■ What to work on ■
Write the data out again in full, with no departure from the original.

::: Task material

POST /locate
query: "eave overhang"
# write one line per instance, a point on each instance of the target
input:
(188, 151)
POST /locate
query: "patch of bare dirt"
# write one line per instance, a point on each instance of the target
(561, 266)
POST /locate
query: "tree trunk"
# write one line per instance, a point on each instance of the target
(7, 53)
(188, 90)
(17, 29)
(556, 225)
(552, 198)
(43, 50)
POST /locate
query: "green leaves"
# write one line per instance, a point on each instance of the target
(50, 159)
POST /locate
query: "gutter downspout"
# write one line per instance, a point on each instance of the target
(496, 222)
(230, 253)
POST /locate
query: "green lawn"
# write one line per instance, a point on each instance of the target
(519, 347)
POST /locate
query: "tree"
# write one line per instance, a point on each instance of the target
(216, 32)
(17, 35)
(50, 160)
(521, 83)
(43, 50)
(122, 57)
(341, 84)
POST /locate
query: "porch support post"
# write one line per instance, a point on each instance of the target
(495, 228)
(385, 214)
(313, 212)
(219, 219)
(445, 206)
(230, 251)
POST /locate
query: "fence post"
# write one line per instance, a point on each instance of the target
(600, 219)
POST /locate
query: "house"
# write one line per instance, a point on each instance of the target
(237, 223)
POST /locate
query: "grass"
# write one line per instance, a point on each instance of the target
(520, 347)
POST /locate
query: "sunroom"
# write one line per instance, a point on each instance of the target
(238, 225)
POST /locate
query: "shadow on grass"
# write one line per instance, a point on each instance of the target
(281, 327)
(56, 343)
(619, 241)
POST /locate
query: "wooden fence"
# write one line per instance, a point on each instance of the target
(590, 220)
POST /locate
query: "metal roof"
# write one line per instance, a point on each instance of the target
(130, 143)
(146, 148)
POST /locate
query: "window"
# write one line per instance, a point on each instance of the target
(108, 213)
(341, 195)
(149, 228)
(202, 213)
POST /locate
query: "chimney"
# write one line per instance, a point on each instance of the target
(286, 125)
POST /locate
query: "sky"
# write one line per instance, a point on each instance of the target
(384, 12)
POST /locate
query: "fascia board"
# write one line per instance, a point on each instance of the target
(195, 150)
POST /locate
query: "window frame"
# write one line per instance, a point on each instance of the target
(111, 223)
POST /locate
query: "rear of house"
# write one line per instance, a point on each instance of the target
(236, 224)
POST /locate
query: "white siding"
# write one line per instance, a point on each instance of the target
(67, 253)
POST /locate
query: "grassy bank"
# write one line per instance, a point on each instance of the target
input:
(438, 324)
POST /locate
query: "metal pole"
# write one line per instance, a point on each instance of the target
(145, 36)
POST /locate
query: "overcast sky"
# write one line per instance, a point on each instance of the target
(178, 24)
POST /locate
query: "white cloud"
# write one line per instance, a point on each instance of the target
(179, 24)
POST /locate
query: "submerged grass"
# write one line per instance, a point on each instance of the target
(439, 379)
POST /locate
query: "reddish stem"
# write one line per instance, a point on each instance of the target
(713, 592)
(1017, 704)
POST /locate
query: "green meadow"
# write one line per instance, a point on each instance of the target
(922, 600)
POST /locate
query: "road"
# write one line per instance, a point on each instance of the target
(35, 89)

::::::

■ Right answer ■
POST /locate
query: "eave overhang"
# write one line per instance, a point on each instance of the target
input:
(188, 151)
POST /locate
query: "patch of bare dirt"
# write one line per instance, a point on each instance of the target
(561, 266)
POST /locate
query: "tree trunk"
# write one line per instance, a point on each instance of the target
(7, 53)
(188, 90)
(17, 29)
(556, 225)
(552, 198)
(43, 50)
POST /locate
query: "green leaves"
# write one line per instance, a point on each instance of the target
(50, 159)
POST /locate
query: "gutter downspout"
# write one line per instance, a point on each instance of the target
(496, 222)
(230, 253)
POST /locate
query: "green lawn"
# write one line per instance, a point on each instance of the target
(519, 347)
POST /locate
query: "tree"
# write one line per instance, a point on each instance of the target
(216, 32)
(17, 35)
(50, 160)
(521, 83)
(43, 50)
(122, 57)
(341, 84)
POST /locate
query: "porch support post"
# write one line per instance, a point on each instance of the target
(495, 228)
(385, 214)
(313, 212)
(219, 219)
(445, 206)
(230, 251)
POST /locate
query: "fence post"
# write one line per instance, a point on each instance of the target
(600, 219)
POST /locate
query: "house"
# write one line per instance, a point on each instance of the target
(237, 223)
POST /locate
query: "grass"
# write one line per instance, a point on each instance of the target
(520, 347)
POST /locate
query: "sunroom"
# write one line per instance, a point on each instance of the target
(238, 225)
POST /locate
query: "shadow on grass"
# write one line per instance, a point on each instance of the target
(281, 327)
(56, 343)
(619, 241)
POST /locate
query: "wooden fence"
# write one line per instance, a point on each instance of the target
(590, 220)
POST /locate
query: "metal roof"
# write one line per instance, a point on each instance of the target
(130, 143)
(146, 148)
POST /locate
query: "window"
# write one line per instance, a point on each instance of the target
(108, 213)
(341, 195)
(149, 228)
(202, 213)
POST /locate
query: "chimney"
# write one line per instance, a point on each instance of the target
(286, 125)
POST /locate
query: "sky"
# write one line per instance, a point on each instance of the target
(384, 12)
POST /locate
query: "fascia board"
# write one line per instance, a point on each instance of the target
(195, 150)
POST /locate
query: "window frame"
# write one line per instance, a point on each instance of the target
(111, 223)
POST /locate
query: "rear of house"
# write one line per instance, a point on each instance of the target
(236, 224)
POST /locate
query: "white siding"
# write one line per instance, a point on each instance of the target
(67, 253)
POST /locate
query: "grassy bank"
# write one line per instance, a point on each instance of the target
input:
(438, 324)
POST /locate
query: "metal pole"
# write one line per instance, a point on each instance of the target
(145, 36)
POST /locate
query: "overcast sky"
# write one line per instance, a point on each instance of the target
(178, 24)
POST /locate
query: "white cloud"
# write one line per instance, a point on each instance of the target
(179, 24)
POST /locate
query: "submerged grass"
# write one line per instance, a point on each instance of the target
(439, 379)
POST /locate
query: "reddish stem"
# write one line per instance, a point on each instance of the target
(713, 592)
(1017, 704)
POST /locate
query: "green meadow"
# write one line per instance, a point on each instance of the target
(922, 600)
POST /locate
query: "road"
# write one line per instance, a point on each instance of the target
(35, 89)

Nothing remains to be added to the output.